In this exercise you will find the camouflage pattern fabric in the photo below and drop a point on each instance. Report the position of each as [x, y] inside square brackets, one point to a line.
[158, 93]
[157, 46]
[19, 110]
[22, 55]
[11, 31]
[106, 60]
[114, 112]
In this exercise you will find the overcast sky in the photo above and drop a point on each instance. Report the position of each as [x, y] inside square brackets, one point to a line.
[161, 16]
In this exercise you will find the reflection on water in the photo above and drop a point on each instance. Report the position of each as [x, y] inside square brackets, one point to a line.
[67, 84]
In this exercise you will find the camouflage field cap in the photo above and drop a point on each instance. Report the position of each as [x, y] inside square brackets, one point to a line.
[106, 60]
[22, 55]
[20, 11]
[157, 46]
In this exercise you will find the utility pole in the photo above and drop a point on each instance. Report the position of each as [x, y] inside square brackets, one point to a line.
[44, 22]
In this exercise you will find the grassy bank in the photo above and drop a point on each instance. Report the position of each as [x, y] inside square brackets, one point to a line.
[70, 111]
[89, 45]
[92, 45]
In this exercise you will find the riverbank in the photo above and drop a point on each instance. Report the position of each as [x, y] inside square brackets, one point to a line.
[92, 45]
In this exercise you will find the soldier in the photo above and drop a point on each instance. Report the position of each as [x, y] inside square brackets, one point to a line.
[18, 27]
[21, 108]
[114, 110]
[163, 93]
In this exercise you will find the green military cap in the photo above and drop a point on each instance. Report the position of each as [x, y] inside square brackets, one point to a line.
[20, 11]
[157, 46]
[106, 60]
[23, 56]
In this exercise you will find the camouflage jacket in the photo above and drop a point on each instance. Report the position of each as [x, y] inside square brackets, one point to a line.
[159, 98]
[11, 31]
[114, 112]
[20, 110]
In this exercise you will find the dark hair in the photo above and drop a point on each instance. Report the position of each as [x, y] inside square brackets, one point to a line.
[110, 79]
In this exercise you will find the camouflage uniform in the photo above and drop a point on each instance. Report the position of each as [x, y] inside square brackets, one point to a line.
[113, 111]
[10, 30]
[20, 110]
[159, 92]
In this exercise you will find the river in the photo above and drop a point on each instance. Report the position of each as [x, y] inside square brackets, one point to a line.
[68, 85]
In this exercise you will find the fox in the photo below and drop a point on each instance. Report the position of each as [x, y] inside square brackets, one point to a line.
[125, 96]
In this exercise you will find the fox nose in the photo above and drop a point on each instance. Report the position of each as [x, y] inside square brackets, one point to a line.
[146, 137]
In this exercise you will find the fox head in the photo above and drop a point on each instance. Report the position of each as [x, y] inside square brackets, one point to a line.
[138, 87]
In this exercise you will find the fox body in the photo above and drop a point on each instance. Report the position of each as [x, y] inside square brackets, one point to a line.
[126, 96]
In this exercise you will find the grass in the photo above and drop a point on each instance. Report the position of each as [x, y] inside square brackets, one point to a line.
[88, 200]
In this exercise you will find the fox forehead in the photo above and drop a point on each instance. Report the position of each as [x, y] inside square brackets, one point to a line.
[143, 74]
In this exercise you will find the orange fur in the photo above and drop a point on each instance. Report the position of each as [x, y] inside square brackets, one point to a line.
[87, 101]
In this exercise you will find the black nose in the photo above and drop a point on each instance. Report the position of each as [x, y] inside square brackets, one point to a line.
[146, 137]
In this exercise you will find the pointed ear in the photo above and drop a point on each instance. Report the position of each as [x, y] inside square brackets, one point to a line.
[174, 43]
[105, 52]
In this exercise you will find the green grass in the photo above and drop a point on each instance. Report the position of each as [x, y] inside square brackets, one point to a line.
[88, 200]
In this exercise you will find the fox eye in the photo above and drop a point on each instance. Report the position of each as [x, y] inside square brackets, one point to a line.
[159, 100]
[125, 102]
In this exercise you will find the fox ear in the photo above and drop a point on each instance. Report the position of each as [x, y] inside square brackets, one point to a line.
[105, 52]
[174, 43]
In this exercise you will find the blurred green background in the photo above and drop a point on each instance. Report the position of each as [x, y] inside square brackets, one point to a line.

| Goal |
Render all the entries above as a numbered list, leaving out any blank lines.

| Answer for the task |
1. In this exercise you will find the camouflage pattern fabric in the photo below and drop a point on each instance. Report the position of each as [x, y] inside square brackets, one point to a line.
2. [158, 93]
3. [157, 46]
4. [19, 110]
5. [22, 55]
6. [11, 31]
7. [106, 60]
8. [114, 112]
9. In this exercise you will find the overcast sky in the photo above and drop a point on each instance. Report the position of each as [x, y] inside square brackets, one point to a line.
10. [161, 16]
11. In this exercise you will find the reflection on water in the photo above and drop a point on each instance. Report the position of each as [x, y] inside square brackets, one point to a line.
12. [67, 84]
13. In this exercise you will find the camouflage field cap in the photo above and drop a point on each instance. Report the position of each as [x, y] inside square brackets, one point to a line.
14. [106, 60]
15. [22, 55]
16. [20, 11]
17. [157, 46]
18. In this exercise you will find the utility pole in the photo above and drop a point on each instance. Report the position of each as [x, y] inside square brackets, one point to a line.
19. [44, 22]
20. In this exercise you will find the grassy bank in the photo above and drop a point on each instance. Report the position of each as [x, y] inside square brackets, one point to a line.
21. [70, 111]
22. [89, 45]
23. [92, 45]
24. In this exercise you will find the riverbank in the photo above and drop a point on each instance. Report the position of each as [x, y] inside square brackets, one point to a line.
25. [92, 45]
26. In this exercise you will find the soldier in the photo above and drop a point on each instance. Report the position of each as [x, y] inside square brackets, one point to a line.
27. [18, 27]
28. [21, 108]
29. [114, 110]
30. [163, 93]
31. In this exercise you will find the green military cap in the photo above and drop a point on each instance. Report the position of each as [x, y] inside square brackets, one point to a line.
32. [20, 11]
33. [157, 46]
34. [106, 60]
35. [23, 56]
36. In this exercise you will find the camouflage jacket in the photo above and drop a point on each instance. Report the position of each as [x, y] inside square brackets, one point to a line.
37. [159, 98]
38. [11, 31]
39. [114, 112]
40. [20, 110]
41. In this exercise you will find the dark hair in the photo above and drop a point on each instance. Report the position of each as [x, y] inside square brackets, one point to a line.
42. [110, 79]
43. In this exercise you will find the camouflage uniform in the photo above and drop a point on each instance. Report the position of each as [x, y] inside square brackets, one point to a line.
44. [113, 111]
45. [10, 30]
46. [20, 110]
47. [159, 92]
48. In this exercise you will find the river in the photo above and drop a point on each instance. Report the position of each as [x, y] inside square brackets, one point to a line.
49. [68, 85]
50. In this exercise you will find the fox in the photo below and drop a point on each instance. Report the position of each as [x, y] inside square brackets, one point to a line.
51. [125, 96]
52. In this exercise you will find the fox nose in the photo above and drop a point on each instance. Report the position of each as [x, y] inside square brackets, one point to a line.
53. [146, 137]
54. In this exercise you will find the fox head in the photo above and drop a point on each instance. Report the position of each as [x, y] inside square brackets, one point to a line.
55. [138, 87]
56. In this exercise you will find the fox body in the photo above and drop a point on each instance. Report the position of each as [x, y] inside square brackets, one point to a line.
57. [126, 96]
58. In this exercise you will find the grass in the photo above and drop a point on each instance. Report the position of each as [x, y] inside square brackets, one point to a line.
59. [88, 200]
60. In this exercise you will find the fox forehead in the photo above and drop a point on each instance. Report the position of each as [x, y] inside square brackets, one point to a line.
61. [143, 74]
62. In this exercise you will find the orange fur in the photo above and drop a point on each instance. Report the position of each as [x, y] inside square brackets, one point to a line.
63. [87, 101]
64. In this exercise you will find the black nose in the photo above and drop a point on each instance. Report the position of each as [x, y] inside square brackets, one point to a line.
65. [146, 137]
66. In this exercise you will find the pointed ear in the photo above and drop a point on each instance. Report the position of each as [x, y] inside square brackets, one point to a line.
67. [174, 43]
68. [105, 52]
69. In this exercise you will find the green grass in the photo above and drop a point on each instance. Report the position of each as [x, y] inside square brackets, one point to a line.
70. [88, 200]
71. In this exercise you will find the fox eye in the photo above and drop a point on each instance. Report the position of each as [x, y] inside square brackets, one point to a line.
72. [159, 100]
73. [125, 102]
74. In this exercise you will find the fox ear in the photo above and drop a point on each instance. Report the position of each as [x, y] inside square brackets, one point to a line.
75. [105, 52]
76. [174, 43]
77. In this exercise you will find the blurred green background in the photo above and drop a point on each instance. Report the position of each as [x, y] inside square brackets, one point to a line.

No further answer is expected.